State how many lines in the items contain the word "feather". Reply with the number alone.

## START DATASET ROWS

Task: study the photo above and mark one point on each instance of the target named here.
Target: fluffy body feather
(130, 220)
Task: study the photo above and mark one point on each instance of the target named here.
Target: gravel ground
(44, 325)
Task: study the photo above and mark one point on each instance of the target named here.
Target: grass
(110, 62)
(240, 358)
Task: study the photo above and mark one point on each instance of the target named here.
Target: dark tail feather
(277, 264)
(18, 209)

## END DATASET ROWS
## START DATASET ROWS

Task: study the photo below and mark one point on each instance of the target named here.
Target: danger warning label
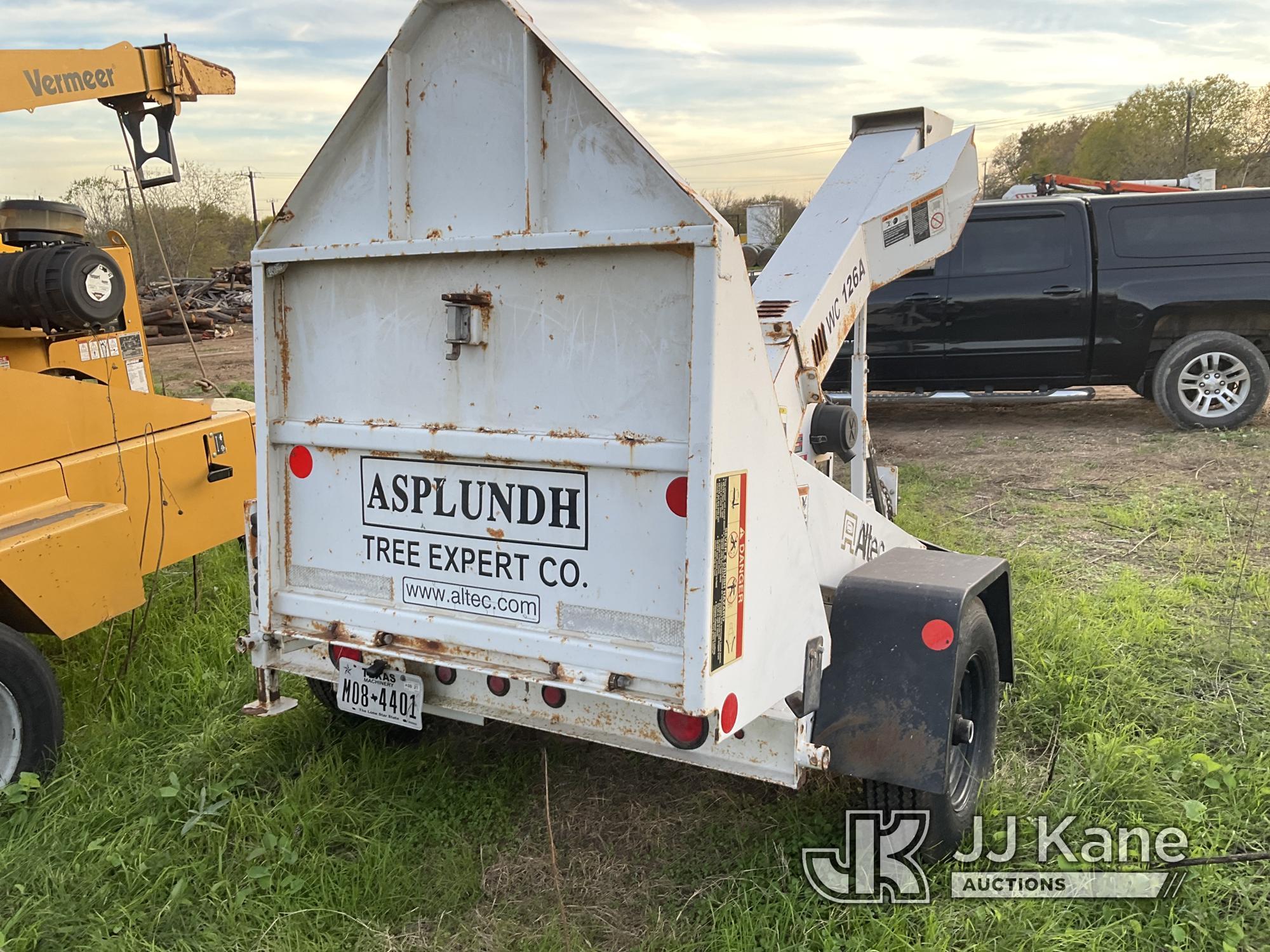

## END DATASET ROWS

[RESPONSE BELOW] 2